▸ Stored data:
..............................
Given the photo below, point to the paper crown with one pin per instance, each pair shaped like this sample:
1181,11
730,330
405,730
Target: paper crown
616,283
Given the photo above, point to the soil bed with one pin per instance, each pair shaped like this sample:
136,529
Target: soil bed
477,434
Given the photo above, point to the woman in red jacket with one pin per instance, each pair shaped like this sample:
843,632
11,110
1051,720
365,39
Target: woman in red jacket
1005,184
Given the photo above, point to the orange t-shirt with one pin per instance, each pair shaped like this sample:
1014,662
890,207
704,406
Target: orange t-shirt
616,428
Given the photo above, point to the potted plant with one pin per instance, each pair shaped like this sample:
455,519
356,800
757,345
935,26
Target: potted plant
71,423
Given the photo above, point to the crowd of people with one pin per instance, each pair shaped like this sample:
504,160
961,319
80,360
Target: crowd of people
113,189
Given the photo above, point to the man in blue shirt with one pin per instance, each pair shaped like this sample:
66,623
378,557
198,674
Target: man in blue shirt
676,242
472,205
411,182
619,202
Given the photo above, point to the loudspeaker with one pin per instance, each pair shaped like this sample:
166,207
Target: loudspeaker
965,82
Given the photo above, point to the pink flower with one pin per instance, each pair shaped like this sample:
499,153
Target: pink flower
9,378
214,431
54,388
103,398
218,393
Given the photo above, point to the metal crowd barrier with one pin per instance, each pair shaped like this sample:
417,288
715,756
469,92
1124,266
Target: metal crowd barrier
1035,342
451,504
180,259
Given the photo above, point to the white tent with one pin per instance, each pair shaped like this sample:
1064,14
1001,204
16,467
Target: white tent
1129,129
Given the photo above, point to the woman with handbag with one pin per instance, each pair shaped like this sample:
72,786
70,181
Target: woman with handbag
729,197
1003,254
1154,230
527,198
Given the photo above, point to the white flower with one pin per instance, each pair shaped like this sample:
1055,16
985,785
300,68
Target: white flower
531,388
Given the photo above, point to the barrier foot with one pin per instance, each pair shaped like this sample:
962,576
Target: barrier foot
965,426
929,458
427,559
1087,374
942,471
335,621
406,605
..............................
▸ YOUR TASK:
Output the records above in their entirety, exactly.

▸ EXERCISE RESPONSE:
Given the photo below, point to the paper crown with one pin per instance, each pair shaped like this sample:
1181,11
730,330
405,730
Target: paper crown
616,283
Given the photo above, point to the soil bed with one pin per instance, each pair shaped like this sample:
136,529
Target: soil bed
477,434
Given the photo above, point to the woman in red jacket with one pin per instance, each pair shaped like this sample:
843,632
11,110
1051,720
365,39
Target: woman in red jacket
1005,184
Given the photo above, point to the orange t-shirt with one pin per instance, each pair shaped like this sample:
1014,662
890,207
704,406
Target: orange t-shirt
616,428
Given the photo above, point to the potted plant with one pin per instance, each pair shaped like this sample:
455,519
356,800
757,345
935,26
Target: potted plant
71,423
Given the photo above, point to the crowd of people with one pin per instance, each pair shaped like this sample:
504,160
961,319
80,360
Target: crowd of people
113,189
Given the photo above, point to the man in blue shirt with one pin per instance, each pair shaped like this sample:
66,623
378,557
198,674
Target: man in blue shirt
676,242
472,205
411,182
619,202
Given the photo above, point to the loudspeaker with one pin per instance, each pair shaped like this sample:
166,207
Target: loudspeaker
965,82
Given the photo above, point to the pink flower with one pin per instance, each pair shaped like this sample:
499,153
Target: pink flower
9,378
214,431
54,388
103,398
218,393
Given the photo above, point to the metal crowd barrier with one pin per instance, each pair shaped like this sample:
417,288
715,756
469,92
1124,266
Target: metal crowd barrier
1035,342
451,504
180,259
Given the photo above, point to the white tent with one pin per instance, each pair shaped like this sample:
1064,14
1001,204
16,467
Target: white tent
1129,129
Given the photo above, point to the woman with handbag with one pin per instance, each pair shaped like this sample:
72,786
70,181
Target: woman with handbag
729,197
1003,254
1154,230
527,198
Given the photo above, point to the white flower with one pin per instance, each pair shaped like this sample:
1055,16
985,785
300,68
Target: white flower
531,388
Given the photo above, point to the barrier foot with one pin per instance, each pair shaped like this sample:
962,576
Target: barrier foot
965,426
929,458
427,559
1087,374
942,471
335,621
406,605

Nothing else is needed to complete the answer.